#### Exercise brief:
Render part of the material below as a Markdown table with the columns Row and Text, giving each line a row number and leaving out blank lines. Begin at the line that contains "Which region of the image contains the patch", and stop after the line that contains "top-left (62, 64), bottom-right (157, 117)".

══════════

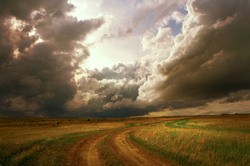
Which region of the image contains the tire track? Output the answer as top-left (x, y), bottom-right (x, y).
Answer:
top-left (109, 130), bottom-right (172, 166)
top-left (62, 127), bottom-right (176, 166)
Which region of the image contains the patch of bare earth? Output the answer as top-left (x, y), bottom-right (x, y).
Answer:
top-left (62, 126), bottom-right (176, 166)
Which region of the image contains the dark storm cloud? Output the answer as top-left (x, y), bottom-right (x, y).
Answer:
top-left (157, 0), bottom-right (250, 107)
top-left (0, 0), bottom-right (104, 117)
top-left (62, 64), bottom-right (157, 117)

══════════

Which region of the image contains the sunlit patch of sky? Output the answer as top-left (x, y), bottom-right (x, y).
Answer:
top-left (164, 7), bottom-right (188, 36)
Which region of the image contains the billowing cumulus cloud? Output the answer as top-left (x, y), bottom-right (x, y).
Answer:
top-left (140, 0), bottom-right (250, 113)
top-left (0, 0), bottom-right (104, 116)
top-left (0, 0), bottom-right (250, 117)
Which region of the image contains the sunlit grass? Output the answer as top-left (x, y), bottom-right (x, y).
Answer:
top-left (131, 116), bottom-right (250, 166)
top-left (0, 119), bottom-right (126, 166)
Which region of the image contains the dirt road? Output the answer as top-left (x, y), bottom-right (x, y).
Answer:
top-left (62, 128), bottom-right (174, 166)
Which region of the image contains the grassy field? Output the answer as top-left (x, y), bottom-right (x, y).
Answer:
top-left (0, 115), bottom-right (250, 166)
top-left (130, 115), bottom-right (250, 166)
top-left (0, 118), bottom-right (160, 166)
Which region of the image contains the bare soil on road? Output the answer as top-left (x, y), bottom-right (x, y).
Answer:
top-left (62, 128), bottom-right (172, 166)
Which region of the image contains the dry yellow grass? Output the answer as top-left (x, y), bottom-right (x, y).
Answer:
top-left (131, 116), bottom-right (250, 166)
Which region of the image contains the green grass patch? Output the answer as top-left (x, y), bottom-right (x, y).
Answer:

══════════

#### Correct answer:
| Row | Text |
|---|---|
| 1 | Which region of the image contains the patch of bare earth? Output the answer as top-left (x, y), bottom-right (x, y). |
| 2 | Answer: |
| 3 | top-left (62, 126), bottom-right (176, 166) |
| 4 | Which region of the image contains the dark storm cloud? Output the answer as top-left (x, y), bottom-right (x, y). |
| 5 | Answer: |
| 6 | top-left (157, 0), bottom-right (250, 107) |
| 7 | top-left (0, 0), bottom-right (104, 117) |
| 8 | top-left (62, 64), bottom-right (157, 117) |